_Requirements_:
Can you render the lines below as a Markdown table, with a "Row" column numbering them and a "Line" column holding each line, and with any blank lines left out?

** START **

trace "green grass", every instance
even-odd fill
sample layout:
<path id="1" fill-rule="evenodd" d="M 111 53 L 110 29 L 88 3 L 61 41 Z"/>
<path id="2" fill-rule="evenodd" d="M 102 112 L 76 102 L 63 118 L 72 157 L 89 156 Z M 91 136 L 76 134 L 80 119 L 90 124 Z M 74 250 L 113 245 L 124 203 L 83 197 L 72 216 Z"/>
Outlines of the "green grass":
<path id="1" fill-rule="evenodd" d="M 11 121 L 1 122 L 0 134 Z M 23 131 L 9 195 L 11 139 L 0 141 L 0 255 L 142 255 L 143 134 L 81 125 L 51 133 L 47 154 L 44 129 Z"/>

** END **

_Worked solution_:
| Row | Line |
|---|---|
| 1 | trace "green grass", every instance |
| 2 | even-odd fill |
| 3 | sample layout: |
| 4 | <path id="1" fill-rule="evenodd" d="M 111 53 L 110 29 L 88 3 L 61 41 Z"/> |
| 5 | <path id="2" fill-rule="evenodd" d="M 102 112 L 76 102 L 63 118 L 72 157 L 89 156 Z M 91 136 L 76 134 L 80 119 L 90 124 Z M 74 250 L 113 245 L 124 203 L 83 197 L 72 216 Z"/> |
| 6 | Outlines of the "green grass": |
| 7 | <path id="1" fill-rule="evenodd" d="M 11 121 L 1 122 L 0 134 Z M 23 131 L 9 195 L 11 139 L 0 141 L 0 255 L 142 255 L 143 134 L 81 125 L 51 133 L 47 154 L 44 129 Z"/> |